- _Page extract_:
··········
The evolution of the fashion show
Chapter One sets the fashion show within its historical contexts. It explores how the fashion show has evolved from its earliest days on the streets of Paris to the phenomenon it has become today. It offers an insight into how the fashion show was influential in the creation of the fashion system and how runway became an internationally recognized method of presenting and promoting fashion. The chapter considers how it has influenced, and been influenced by, contemporary culture, commerce, attitudes to clothing and its presentation in the fashion show.
Figure 1.1 Fashionably dressed people at the Longchamp Racecourse in Paris, France before the Grand Prix De Paris, France in 1866. (Universal History Archive via Getty Images)
Public display and private salons in the 1800s
Street style and style-spotting in the 19th century
Today we talk about street style as if it is a modern phenomenon, but displaying new designs on the street and style-spotting started a long time ago, and it could be argued that the first fashion shows happened on the street. Long before shows were invented, people liked to walk in fashionable places because this was an occasion to show off clothing and to observe what others were wearing. Everyone watched the arbiters of fashion, who were usually the wealthy, royal or famous. Tailors and dressmakers watched the latest trends and advised their clients accordingly. Social gatherings such as the theatre were popular, and likewise the races where, as Valerie Steele writes, ‘People were as interested in the contest of fashions as in the contest of horses on the turf’ (Steele, 1998). It is not, therefore, surprising that Parisian tailors saw an opportunity in early 19th-century Paris to employ young men wearing the latest tailored fashions to parade in the fashionable areas of the city and at popular events. In the early 1800s these first models were men because it would have been unseemly for female models to parade in this manner.
Figure 1.2 A French tailor measures a lady’s bodice, circa 1700. (Roger Voillet via Getty Images)
Figure 1.3 An early model in a couture house. (W. G. Phillips/Stringer via Getty Images)
The height of modernity
Wealthy people had clothing and accessories made for them by dressmakers, tailors, milliners and cordwainers (shoemakers). Such tradespeople usually visited the wealthy in their homes to show the most luxurious of materials and trimmings, and to discuss the style and detailing of garments to be made. Clothing was sometimes made in miniature on dolls to show how designs would look on the body, and these dolls were also sent out to wealthy customers around the world. The less wealthy bought cloth from drapers and clothing was made in the home or pre-worn clothing was acquired.
··········
- _Record list_:

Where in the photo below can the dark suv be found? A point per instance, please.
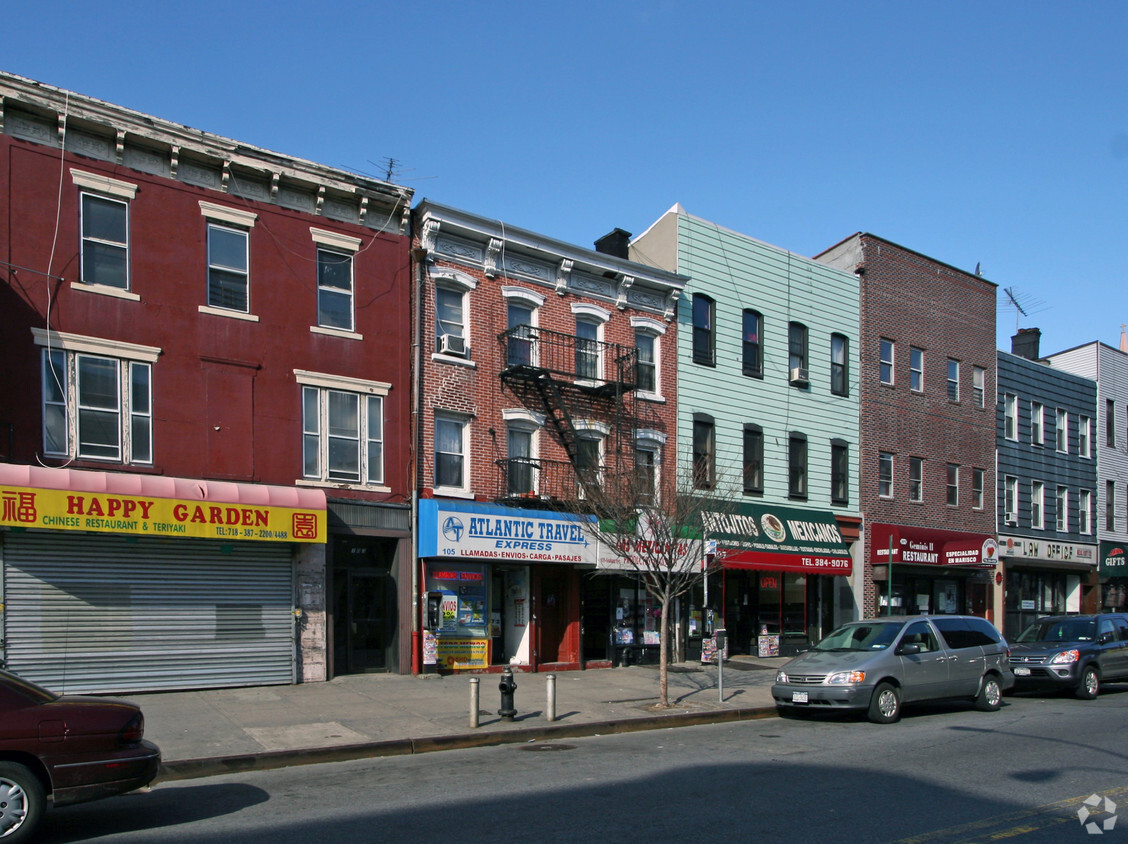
(1075, 652)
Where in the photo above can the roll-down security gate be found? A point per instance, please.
(96, 613)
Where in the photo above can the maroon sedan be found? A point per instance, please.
(68, 748)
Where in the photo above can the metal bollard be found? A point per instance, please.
(508, 685)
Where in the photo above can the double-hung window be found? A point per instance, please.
(886, 475)
(953, 485)
(916, 478)
(104, 207)
(450, 457)
(335, 286)
(839, 472)
(916, 369)
(751, 361)
(886, 352)
(704, 330)
(977, 489)
(1063, 509)
(648, 349)
(97, 398)
(1062, 431)
(953, 379)
(342, 422)
(754, 459)
(704, 458)
(228, 257)
(839, 369)
(796, 465)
··········
- _Required work_:
1/ Copy the fashion show history text from "Figure 1.2 A" to "Phillips/Stringer via Getty Images)", renaming "Getty Images" as "the Getty archive" wherever it occurs.
2/ Answer these questions from the fashion show history text.
(a) In what year was the photograph at the Longchamp Racecourse taken?
(b) Why were the first models in the early 1800s men?
(c) What is another name for cordwainers?

- _Exercise responses_:
1/
Figure 1.2 A French tailor measures a lady’s bodice, circa 1700. (Roger Voillet via the Getty archive)
Figure 1.3 An early model in a couture house. (W. G. Phillips/Stringer via the Getty archive)

2/
(a) 1866.
(b) It would have been unseemly for female models to parade in that manner.
(c) Shoemakers.